(Text segment begins)

Hadron-Quark Crossover and Massive Hybrid Stars with Strangeness

TL;DR

This paper proposes that a smooth hadron-quark crossover at relatively low densities with strong interactions can produce massive hybrid neutron stars exceeding 2 solar masses, challenging traditional softening expectations.

Contribution

It introduces a model where a low-density crossover with strong interactions leads to more massive neutron stars with quark cores, contrary to conventional theories.

Findings

Maximum neutron star mass exceeds 2 solar masses.

Crossover at around 3 times nuclear density is crucial.

Results are robust against different hadronic equations of state.

Abstract

Using the idea of a smooth crossover from the hadronic matter with hyperons to quark matter with strangeness, we show that the maximum mass of neutron stars with quark matter core can be larger than those without quark matter core. This is in contrast to the conventional softening of equation of state due to exotic components at high density. Essential conditions to reach our conclusion are (i) the crossover takes place at relatively low densities, around 3 times the normal nuclear density, and (ii) the quark matter is strongly interacting in the crossover region. By these, the pressure of the system can be greater than that of purely hadronic matter in the crossover region and leads to the maximum mass greater than 2 solar mass. This conclusion is insensitive to the different choice of the hadronic equation of state with hyperons. Several implications of this result to the nuclear incompressibility, the hyperon mixing, and the neutrino cooling are also remarked.

(Text segment ends)
(Extracted data begins)

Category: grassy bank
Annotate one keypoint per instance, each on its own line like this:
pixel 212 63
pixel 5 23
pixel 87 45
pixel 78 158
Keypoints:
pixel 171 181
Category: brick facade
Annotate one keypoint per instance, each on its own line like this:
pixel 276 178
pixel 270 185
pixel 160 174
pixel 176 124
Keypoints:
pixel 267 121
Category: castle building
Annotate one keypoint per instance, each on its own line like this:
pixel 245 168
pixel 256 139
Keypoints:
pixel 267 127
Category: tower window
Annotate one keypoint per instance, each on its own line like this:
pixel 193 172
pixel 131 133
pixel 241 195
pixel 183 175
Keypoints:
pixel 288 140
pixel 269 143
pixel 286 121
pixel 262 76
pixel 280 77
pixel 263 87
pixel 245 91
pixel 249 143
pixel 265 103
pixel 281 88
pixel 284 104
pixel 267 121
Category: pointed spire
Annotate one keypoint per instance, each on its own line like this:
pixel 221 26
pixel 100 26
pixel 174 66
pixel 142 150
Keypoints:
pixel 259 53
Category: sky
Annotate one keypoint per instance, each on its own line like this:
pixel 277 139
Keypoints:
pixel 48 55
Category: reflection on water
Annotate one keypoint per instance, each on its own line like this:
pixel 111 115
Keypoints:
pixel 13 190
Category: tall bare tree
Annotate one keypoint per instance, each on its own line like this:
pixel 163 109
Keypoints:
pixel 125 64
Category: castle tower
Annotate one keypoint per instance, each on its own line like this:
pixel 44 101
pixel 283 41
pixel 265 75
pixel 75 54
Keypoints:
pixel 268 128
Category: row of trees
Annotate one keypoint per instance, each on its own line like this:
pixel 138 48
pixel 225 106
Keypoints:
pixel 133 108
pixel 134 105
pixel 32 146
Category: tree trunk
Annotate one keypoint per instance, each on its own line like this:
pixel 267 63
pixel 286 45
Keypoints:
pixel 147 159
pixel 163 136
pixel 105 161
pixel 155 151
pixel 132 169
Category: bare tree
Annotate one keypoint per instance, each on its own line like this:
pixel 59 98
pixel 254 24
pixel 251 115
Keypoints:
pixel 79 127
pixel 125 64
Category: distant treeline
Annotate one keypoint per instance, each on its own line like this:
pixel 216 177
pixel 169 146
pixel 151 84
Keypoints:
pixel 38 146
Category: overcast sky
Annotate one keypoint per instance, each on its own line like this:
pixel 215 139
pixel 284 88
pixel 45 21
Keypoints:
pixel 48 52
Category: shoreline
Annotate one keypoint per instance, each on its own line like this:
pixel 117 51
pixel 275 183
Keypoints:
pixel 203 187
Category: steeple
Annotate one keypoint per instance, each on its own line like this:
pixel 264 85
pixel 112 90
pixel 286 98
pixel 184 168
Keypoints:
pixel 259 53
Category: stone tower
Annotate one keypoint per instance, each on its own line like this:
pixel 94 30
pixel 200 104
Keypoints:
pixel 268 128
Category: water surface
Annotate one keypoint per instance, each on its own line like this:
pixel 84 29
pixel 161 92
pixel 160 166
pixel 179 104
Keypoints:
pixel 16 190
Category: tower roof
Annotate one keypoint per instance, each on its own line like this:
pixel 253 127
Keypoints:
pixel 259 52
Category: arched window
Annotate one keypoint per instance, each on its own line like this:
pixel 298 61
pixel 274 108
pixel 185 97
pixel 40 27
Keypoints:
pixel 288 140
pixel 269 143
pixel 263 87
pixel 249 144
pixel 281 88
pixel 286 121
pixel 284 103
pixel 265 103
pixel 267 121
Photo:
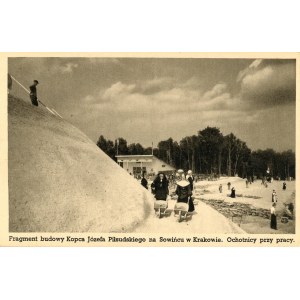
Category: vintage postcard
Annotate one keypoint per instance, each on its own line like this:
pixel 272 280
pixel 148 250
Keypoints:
pixel 149 149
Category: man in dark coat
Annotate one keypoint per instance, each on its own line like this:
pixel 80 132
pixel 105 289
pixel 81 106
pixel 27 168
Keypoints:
pixel 184 192
pixel 33 93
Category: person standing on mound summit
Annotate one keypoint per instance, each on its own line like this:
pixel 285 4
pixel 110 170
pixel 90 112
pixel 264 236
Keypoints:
pixel 33 93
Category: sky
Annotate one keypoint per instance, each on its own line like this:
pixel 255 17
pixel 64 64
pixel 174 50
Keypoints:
pixel 147 100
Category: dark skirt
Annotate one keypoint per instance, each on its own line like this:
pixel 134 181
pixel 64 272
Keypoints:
pixel 34 100
pixel 191 205
pixel 273 221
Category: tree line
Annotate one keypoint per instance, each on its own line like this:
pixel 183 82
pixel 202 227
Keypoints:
pixel 210 152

(Extracted data ends)

_Problems to work on_
• A. Answer these questions about the hadron-quark crossover text:
(i) At roughly how many times the normal nuclear density does the crossover take place?
(ii) To what choice is the conclusion insensitive?
(iii) What mass does the maximum neutron star mass exceed?
• B. What are the section headings of the hadron-quark crossover text?
• C. Rewrite the part of the hadron-quark crossover text starting with "Hadron-Quark Crossover and" and going on through "to conventional theories.", replacing "relatively low densities" with "moderately low densities".

_Task responses_
• A.
(i) Around 3 times the normal nuclear density.
(ii) The choice of the hadronic equation of state with hyperons.
(iii) 2 solar masses.

• B. TL;DR, Contribution, Findings, Abstract

• C.
Hadron-Quark Crossover and Massive Hybrid Stars with Strangeness

TL;DR

This paper proposes that a smooth hadron-quark crossover at moderately low densities with strong interactions can produce massive hybrid neutron stars exceeding 2 solar masses, challenging traditional softening expectations.

Contribution

It introduces a model where a low-density crossover with strong interactions leads to more massive neutron stars with quark cores, contrary to conventional theories.